# Exercise task
Reproduce all of the material below word for word, leaving out the picture.

# Supplied records

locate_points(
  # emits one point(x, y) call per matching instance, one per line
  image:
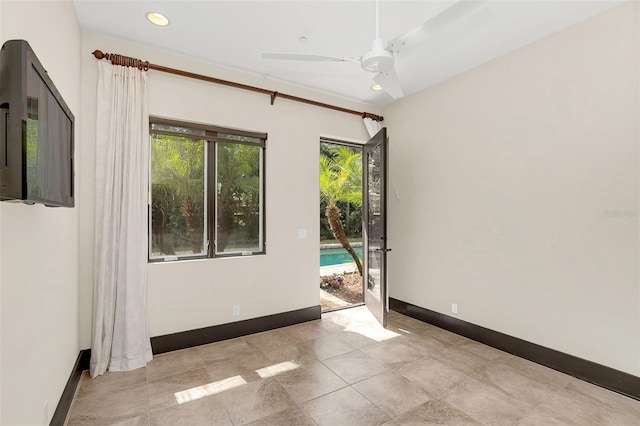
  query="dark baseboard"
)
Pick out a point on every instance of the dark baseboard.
point(216, 333)
point(606, 377)
point(82, 363)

# The answer
locate_points(
  # emits one point(x, y) call per matching instance, one per line
  image:
  query="dark baseboard"
)
Pick out a point on every instance of the dark baseboard.
point(216, 333)
point(606, 377)
point(82, 363)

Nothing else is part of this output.